Records from a point labeling set
* Start *

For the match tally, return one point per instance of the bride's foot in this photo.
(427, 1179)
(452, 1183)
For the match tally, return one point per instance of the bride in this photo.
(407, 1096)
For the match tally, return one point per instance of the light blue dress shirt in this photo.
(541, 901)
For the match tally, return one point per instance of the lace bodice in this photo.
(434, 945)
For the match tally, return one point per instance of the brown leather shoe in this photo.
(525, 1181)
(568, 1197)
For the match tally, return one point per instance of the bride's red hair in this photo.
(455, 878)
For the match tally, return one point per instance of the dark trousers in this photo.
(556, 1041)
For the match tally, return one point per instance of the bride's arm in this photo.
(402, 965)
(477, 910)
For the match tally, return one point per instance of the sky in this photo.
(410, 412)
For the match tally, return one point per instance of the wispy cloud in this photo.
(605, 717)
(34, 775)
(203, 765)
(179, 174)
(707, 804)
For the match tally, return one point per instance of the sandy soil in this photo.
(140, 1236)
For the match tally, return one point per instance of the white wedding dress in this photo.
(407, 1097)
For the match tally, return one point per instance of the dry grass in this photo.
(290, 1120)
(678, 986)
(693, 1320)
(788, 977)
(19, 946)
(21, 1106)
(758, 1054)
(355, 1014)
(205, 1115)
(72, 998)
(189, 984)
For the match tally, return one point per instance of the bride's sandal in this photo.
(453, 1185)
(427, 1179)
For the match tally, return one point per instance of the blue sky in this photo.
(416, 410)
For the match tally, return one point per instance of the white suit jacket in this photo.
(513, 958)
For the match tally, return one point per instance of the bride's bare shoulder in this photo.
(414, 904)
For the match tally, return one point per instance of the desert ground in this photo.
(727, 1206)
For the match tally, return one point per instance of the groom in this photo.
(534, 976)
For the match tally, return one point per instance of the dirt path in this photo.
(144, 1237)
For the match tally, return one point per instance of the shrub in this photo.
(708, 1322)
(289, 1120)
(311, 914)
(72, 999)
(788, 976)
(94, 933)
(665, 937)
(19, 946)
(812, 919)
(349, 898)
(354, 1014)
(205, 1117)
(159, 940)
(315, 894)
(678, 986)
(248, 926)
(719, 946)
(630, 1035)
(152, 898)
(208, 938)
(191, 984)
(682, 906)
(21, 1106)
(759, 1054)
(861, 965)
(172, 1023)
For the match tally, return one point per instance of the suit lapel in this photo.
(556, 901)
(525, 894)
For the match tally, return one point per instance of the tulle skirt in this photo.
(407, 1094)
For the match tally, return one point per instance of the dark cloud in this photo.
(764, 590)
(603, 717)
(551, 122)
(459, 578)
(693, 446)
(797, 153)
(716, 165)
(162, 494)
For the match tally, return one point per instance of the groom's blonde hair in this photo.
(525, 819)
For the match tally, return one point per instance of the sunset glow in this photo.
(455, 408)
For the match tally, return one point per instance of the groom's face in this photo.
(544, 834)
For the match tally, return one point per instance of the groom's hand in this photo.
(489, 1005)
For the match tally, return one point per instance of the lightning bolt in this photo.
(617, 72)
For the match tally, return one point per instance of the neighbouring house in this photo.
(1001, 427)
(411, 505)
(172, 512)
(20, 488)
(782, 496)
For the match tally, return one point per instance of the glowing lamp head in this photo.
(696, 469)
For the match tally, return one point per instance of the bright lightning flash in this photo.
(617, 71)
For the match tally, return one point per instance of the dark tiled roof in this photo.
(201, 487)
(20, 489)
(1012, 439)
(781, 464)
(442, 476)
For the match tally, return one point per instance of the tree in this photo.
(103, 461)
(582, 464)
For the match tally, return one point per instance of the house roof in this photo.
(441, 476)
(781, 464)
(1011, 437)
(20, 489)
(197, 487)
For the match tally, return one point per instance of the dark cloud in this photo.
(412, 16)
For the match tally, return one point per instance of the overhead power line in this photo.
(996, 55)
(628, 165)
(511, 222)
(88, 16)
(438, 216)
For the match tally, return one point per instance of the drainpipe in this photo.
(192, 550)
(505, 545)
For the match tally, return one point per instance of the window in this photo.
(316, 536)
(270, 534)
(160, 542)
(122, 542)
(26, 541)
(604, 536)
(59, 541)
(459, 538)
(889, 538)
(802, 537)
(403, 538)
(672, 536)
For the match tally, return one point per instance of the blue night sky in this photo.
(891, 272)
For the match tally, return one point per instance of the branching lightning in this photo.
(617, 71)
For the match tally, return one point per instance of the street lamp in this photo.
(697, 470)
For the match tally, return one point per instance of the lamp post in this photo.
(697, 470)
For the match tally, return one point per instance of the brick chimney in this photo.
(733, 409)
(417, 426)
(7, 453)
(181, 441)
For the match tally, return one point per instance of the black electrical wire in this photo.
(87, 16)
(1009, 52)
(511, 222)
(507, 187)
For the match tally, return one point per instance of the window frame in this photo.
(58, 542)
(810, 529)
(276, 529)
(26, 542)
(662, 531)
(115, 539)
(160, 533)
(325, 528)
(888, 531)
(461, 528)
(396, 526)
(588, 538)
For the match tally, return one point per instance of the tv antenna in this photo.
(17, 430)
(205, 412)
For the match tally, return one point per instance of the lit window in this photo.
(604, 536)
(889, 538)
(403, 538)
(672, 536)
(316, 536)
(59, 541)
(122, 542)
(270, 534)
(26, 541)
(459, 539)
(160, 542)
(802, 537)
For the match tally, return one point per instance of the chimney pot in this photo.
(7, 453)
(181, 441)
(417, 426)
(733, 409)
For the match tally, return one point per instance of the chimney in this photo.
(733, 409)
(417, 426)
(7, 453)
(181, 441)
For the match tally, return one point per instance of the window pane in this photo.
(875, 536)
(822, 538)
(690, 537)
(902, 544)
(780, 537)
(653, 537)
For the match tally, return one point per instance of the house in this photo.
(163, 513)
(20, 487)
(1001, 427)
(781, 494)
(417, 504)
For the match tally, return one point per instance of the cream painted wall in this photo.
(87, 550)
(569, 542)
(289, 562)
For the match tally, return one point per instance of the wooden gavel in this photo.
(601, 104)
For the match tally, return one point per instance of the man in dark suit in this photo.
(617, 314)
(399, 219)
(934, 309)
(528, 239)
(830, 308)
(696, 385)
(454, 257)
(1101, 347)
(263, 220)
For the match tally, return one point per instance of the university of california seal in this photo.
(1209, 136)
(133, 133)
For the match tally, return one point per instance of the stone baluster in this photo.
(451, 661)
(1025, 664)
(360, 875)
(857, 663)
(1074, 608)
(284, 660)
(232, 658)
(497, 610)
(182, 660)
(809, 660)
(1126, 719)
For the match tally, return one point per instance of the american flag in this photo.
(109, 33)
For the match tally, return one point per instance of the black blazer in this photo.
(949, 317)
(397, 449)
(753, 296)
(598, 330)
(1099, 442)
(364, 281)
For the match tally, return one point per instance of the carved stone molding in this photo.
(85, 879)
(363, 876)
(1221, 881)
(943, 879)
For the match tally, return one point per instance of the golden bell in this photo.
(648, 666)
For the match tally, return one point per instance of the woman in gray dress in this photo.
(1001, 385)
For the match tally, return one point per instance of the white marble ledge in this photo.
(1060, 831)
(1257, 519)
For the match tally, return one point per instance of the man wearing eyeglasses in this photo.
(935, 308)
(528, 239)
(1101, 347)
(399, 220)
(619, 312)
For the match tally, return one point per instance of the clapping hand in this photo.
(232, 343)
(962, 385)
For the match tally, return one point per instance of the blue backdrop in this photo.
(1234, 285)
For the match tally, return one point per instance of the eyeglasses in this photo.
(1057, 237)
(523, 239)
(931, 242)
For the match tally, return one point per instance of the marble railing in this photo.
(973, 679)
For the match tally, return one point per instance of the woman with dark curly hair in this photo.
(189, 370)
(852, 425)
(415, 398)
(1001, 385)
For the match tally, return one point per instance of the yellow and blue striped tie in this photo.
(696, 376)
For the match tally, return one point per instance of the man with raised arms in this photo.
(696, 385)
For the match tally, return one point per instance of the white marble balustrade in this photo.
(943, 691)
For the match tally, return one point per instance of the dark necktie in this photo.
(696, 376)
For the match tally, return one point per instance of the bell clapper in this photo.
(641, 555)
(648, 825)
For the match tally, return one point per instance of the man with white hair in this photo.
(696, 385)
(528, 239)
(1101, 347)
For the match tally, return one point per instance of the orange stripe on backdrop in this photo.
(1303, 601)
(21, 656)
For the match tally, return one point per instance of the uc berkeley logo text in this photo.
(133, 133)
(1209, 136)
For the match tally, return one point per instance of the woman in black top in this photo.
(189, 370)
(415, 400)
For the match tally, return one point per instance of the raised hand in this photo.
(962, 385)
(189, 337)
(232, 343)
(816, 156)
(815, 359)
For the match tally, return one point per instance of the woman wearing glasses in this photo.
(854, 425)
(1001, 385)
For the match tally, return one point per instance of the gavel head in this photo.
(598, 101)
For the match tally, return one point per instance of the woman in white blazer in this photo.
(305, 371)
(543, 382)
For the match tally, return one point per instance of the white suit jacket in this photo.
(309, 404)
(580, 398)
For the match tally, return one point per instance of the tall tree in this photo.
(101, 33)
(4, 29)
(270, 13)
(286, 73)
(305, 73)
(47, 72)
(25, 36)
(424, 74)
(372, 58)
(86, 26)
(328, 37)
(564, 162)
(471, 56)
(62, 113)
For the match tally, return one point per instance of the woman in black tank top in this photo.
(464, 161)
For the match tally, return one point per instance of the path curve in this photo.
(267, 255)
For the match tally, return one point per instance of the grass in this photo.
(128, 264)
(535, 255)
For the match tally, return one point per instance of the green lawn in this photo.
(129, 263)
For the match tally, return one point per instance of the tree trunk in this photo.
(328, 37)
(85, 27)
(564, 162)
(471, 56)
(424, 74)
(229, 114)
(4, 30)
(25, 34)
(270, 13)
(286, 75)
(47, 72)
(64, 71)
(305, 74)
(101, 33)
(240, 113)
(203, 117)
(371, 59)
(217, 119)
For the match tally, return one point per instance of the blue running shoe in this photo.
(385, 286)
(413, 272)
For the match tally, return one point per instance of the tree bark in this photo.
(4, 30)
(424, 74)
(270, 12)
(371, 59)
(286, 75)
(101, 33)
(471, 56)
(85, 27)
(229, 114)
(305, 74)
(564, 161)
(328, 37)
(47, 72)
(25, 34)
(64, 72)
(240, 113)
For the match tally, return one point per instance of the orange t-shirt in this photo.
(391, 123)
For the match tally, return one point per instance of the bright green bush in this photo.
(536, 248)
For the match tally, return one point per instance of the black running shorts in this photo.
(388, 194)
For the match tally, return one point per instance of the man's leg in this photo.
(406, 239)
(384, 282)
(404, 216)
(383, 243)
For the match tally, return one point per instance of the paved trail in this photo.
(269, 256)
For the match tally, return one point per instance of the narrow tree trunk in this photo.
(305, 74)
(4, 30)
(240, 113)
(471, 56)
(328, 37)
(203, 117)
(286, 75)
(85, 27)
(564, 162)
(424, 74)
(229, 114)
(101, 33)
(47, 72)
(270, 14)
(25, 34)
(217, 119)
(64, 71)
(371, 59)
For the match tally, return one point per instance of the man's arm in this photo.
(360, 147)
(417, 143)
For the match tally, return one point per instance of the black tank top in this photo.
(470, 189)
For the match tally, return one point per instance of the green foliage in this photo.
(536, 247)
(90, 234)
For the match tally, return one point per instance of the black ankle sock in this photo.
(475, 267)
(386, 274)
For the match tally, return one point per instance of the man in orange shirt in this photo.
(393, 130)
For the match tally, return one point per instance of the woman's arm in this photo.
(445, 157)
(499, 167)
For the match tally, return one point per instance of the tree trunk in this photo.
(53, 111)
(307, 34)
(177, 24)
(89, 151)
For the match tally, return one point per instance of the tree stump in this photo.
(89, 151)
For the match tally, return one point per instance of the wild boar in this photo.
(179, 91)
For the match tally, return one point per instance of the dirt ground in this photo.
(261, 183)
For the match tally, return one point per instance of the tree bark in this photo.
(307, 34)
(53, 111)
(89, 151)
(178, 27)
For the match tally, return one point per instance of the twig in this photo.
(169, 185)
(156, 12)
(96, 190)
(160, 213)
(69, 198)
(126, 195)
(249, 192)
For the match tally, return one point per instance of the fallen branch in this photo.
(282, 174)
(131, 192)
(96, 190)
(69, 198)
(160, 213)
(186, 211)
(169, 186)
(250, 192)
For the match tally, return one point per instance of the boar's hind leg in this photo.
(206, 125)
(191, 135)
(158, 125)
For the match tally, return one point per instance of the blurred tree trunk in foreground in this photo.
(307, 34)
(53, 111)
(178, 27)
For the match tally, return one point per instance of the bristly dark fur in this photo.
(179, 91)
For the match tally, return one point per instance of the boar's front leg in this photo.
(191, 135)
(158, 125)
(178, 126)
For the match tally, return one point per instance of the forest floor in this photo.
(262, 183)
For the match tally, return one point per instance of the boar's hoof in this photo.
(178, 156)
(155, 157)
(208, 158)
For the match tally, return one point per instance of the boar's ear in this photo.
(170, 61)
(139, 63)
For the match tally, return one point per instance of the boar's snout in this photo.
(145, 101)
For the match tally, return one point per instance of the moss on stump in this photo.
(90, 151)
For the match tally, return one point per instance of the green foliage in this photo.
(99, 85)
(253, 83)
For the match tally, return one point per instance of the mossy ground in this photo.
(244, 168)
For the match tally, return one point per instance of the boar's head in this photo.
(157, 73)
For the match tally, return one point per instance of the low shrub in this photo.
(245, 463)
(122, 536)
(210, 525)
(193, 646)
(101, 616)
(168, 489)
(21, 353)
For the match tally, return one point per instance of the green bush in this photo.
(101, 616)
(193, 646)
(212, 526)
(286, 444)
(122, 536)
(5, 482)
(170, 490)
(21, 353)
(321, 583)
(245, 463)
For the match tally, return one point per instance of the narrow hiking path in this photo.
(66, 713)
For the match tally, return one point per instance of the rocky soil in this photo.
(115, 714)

* End *

- **Short problem**
Could you give again exactly the lines from the line containing "twig in this photo." through the final line of the data above, and no others?

- **Written answer**
For the match tally, return one point per instance of the twig in this photo.
(169, 185)
(156, 12)
(96, 190)
(160, 213)
(69, 198)
(126, 195)
(249, 192)
For the match tally, return one point per instance of the fallen branch in this photo.
(282, 174)
(131, 192)
(96, 190)
(69, 198)
(160, 213)
(186, 211)
(169, 186)
(250, 192)
For the match tally, return one point per instance of the boar's hind leg in this photo.
(206, 125)
(191, 135)
(158, 125)
For the match tally, return one point per instance of the blurred tree trunk in foreground in this photo.
(307, 34)
(53, 111)
(178, 27)
For the match tally, return one point per instance of the bristly dark fur in this photo.
(179, 91)
For the match tally, return one point per instance of the boar's front leg in this photo.
(191, 135)
(158, 125)
(178, 126)
For the match tally, return one point per instance of the forest floor in this photo.
(262, 183)
For the match tally, return one point per instance of the boar's hoof in this photo.
(178, 156)
(155, 157)
(208, 158)
For the match tally, return one point per instance of the boar's ear in this photo.
(170, 61)
(139, 63)
For the match tally, return one point per instance of the boar's snout in this photo.
(145, 101)
For the match tally, return one point per instance of the moss on stump in this photo.
(90, 151)
For the match tally, return one point per instance of the green foliage in this photo.
(99, 85)
(253, 83)
For the match tally, return one point per instance of the mossy ground in this photo.
(244, 168)
For the match tally, return one point per instance of the boar's head in this photo.
(157, 73)
For the match tally, return one point per instance of the low shrub in this photo.
(245, 463)
(122, 536)
(210, 525)
(193, 646)
(101, 616)
(168, 489)
(21, 353)
For the match tally, return one point per instance of the green bush in this photo.
(101, 616)
(193, 646)
(212, 526)
(286, 444)
(122, 536)
(5, 482)
(170, 490)
(21, 353)
(321, 583)
(245, 463)
For the match tally, return one point per instance of the narrow hiking path in this photo.
(66, 713)
For the match tally, return one point per instance of the rocky soil in this photo.
(115, 714)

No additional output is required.